Mai 11

Le temps dans tous ses états

La puissance créative de la dernière minute

« Ne vous hâtez jamais, ainsi vous ne rendrez le dernier soupir qu’à la dernière minute. », Maurice Donnay

De Martin Luther King à Steve Jobs…

Tout le monde connaît le fameux discours de Martin Luther King « I have a dream… ». Pour autant, combien sommes-nous à savoir que ce texte si célèbre et si puissant a été finalisé en toute dernière minute, juste avant qu’il ne prenne la parole ? 

Des recherches sur le sujet ont révélé que Martin Luther King avait travaillé son texte jusqu’à 3 heures du matin. Et encore mieux, celui qui est reconnu comme l’un des plus grands orateurs américains prenait encore des notes et rayait des lignes de son travail de la veille quelques heures avant son discours. L’expression « I have a dream » prononcée à maintes reprises, a semble-t-il été ajoutée au dernier moment. 

En repoussant la finalisation de son discours jusqu’à la dernière minute, Martin Luther King est resté ouvert à de nombreuses idées nouvelles et utiles pour sa cause. Parce que ce n’était pas gravé dans le marbre, il a pu faire évoluer son message de manière créative, positive et impactante. 

Inimaginable pour certains ! Et pourtant… 

Savoir que des hommes comme Martin Luther King, Bill Clinton, Victor Hugo, ou Steve Jobs sont des « champions de la dernière minute », montre que l’anticipation et la planification ne sont pas nécessairement les voies royales pour atteindre l’excellence. D’ailleurs, Steve jobs parlait de « glandouille créative » comme méthode possible pour favoriser l’émergence d’idées atypiques. 

Repousser son action pour la réaliser au bon moment, et de préférence très peu de temps avant l’échéance, ou sur le fil du rasoir, est pour certains une source unique d’excitation, de créativité et d’efficacité.

Cela revient à repousser ses limites et celle du temps, par la même occasion. 

C’est loin d’être la norme dans notre société qui valorise plutôt les profils organisés, planificateurs, analytiques… plutôt que les profils dits originaux.

Notre société et nos organisations ont besoin de profils « originaux » au même titre que de profils planificateurs. Ils sont complémentaires, ne les opposons pas. Et arrêtons de stigmatiser ceux qui agissent simplement avec une approche différente. Il n’y a pas une méthode qui prévaut sur une autre. Le juge de paix, c’est le résultat et surtout la satisfaction du « client ».

CONSIGNES:
- a) Citez toutes les personnes que le passage présente comme des « champions de la dernière minute ».
- b) D'après le passage, jusqu'à quelle heure Martin Luther King a-t-il travaillé son texte ?
- c) Recopiez le passage depuis « En repoussant la » jusqu'à « positive et impactante. » inclus.

EXTRAIT DE DONNÉES:

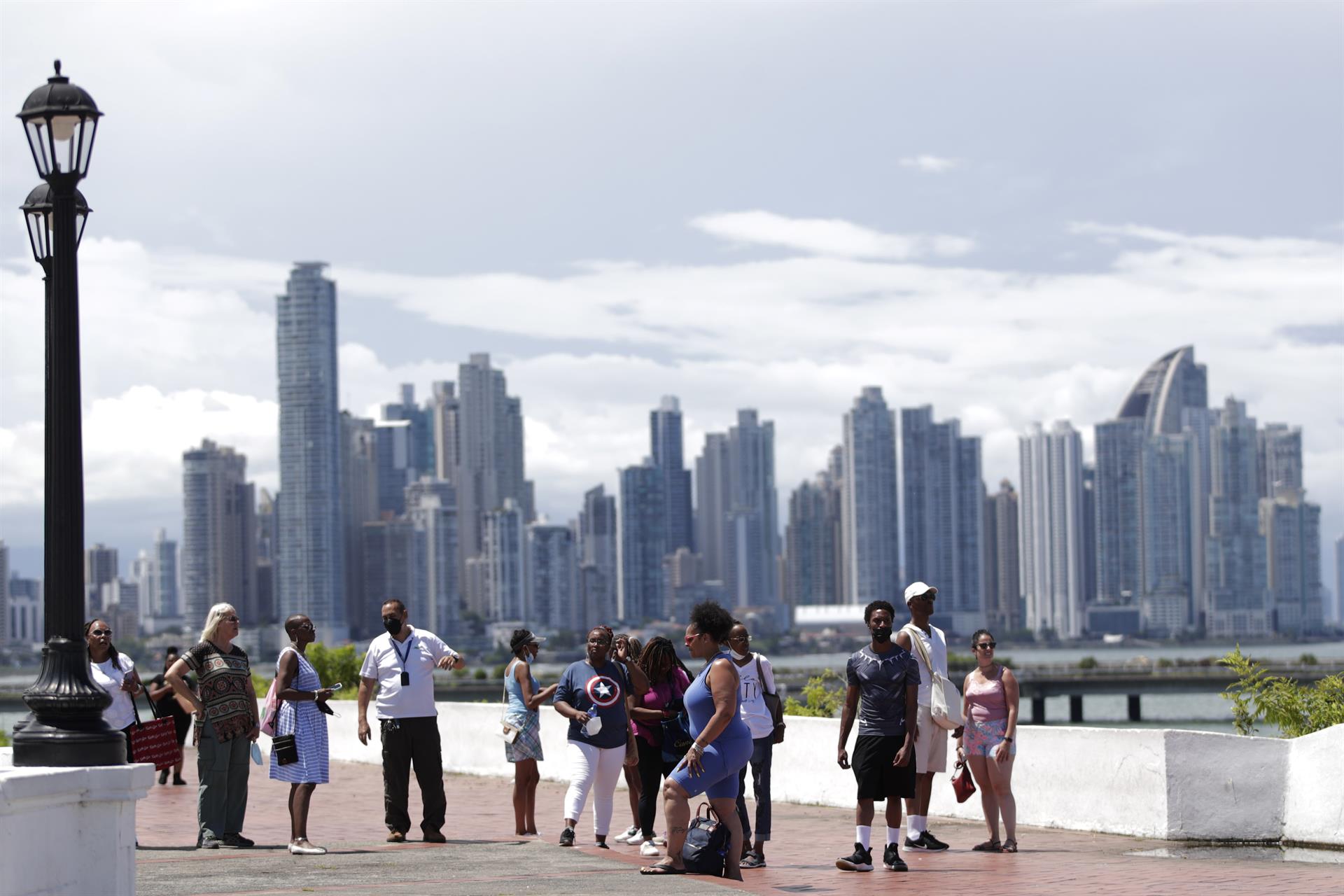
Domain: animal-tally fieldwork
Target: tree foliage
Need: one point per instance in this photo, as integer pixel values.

RÉPONSES PAR CONSIGNE:
- a) Martin Luther King, Bill Clinton, Victor Hugo, Steve Jobs

- b) Jusqu'à 3 heures du matin.

- c)
En repoussant la finalisation de son discours jusqu’à la dernière minute, Martin Luther King est resté ouvert à de nombreuses idées nouvelles et utiles pour sa cause. Parce que ce n’était pas gravé dans le marbre, il a pu faire évoluer son message de manière créative, positive et impactante.